→ **Requirement**
Could you return, word for word, the passage from the essay on Genesis and evolution that starts at "This celestial ocean" and ends at "thousand years old."?

I don't exactly know when my belief in the absurd story of Genesis finally evaporated from my mind, the mythical story of God digging his hands into the earth like an artist shaping and molding the human body. And when the artist finally pleased with his work, embraced it, breathing into its nostrils, humanity came to life.
It was beautiful to think of creation this way, so profoundly special, so about us. But, are we more freaks of nature, rather than the ultimate end to grand design.
Evolution is deeply disturbing. On the one hand, yes we are unique, but in the other, could our coming into being be more of an unraveling, a cascading series of profound accidents, a chain reaction of possibilities that sometimes "stick" together.
The Genesis story is certainly comforting. The artist who loves his work, the realtionship of molding, shaping and seeing it come to life before his eyes, a sort of self portrait made in "His" image. But, perhaps even more profound (scary) and extremely fragile is the reality of organic chemicals, atoms suddenly sticking together like glue in this primordial ocean. From there unfolds unicellular life, to multicellular life, to a rigid internal frame, to musculature, to neurons, to grey matter, the human brain.
This celestial ocean that our galaxy spins in is some four or five billion years old, and what we imagine as infinity stretches in all directions beyond that. Looking back over our shoulders this evolutionary man, the up-right walking " Homo erectus " is said to be fifty to one hundred thousand years old.

[Dataset entries]
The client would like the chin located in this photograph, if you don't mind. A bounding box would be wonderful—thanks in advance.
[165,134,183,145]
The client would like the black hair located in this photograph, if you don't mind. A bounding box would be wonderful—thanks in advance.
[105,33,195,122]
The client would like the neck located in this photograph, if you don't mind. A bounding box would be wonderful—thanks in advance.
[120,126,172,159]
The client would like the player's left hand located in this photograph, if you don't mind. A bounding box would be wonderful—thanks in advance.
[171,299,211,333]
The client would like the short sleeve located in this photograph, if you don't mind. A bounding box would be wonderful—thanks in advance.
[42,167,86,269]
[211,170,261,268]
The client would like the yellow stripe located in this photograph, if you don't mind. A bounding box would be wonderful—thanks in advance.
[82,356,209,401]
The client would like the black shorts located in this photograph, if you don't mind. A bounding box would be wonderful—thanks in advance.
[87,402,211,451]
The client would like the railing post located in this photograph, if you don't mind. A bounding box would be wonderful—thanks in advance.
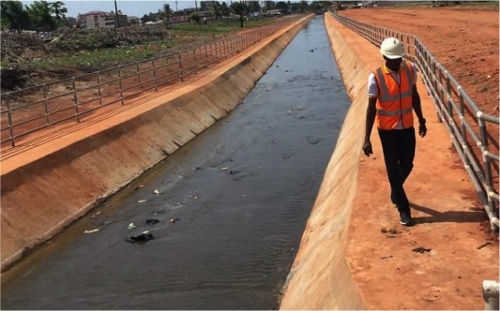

→ **Answer section**
This celestial ocean that our galaxy spins in is some four or five billion years old, and what we imagine as infinity stretches in all directions beyond that. Looking back over our shoulders this evolutionary man, the up-right walking " Homo erectus " is said to be fifty to one hundred thousand years old.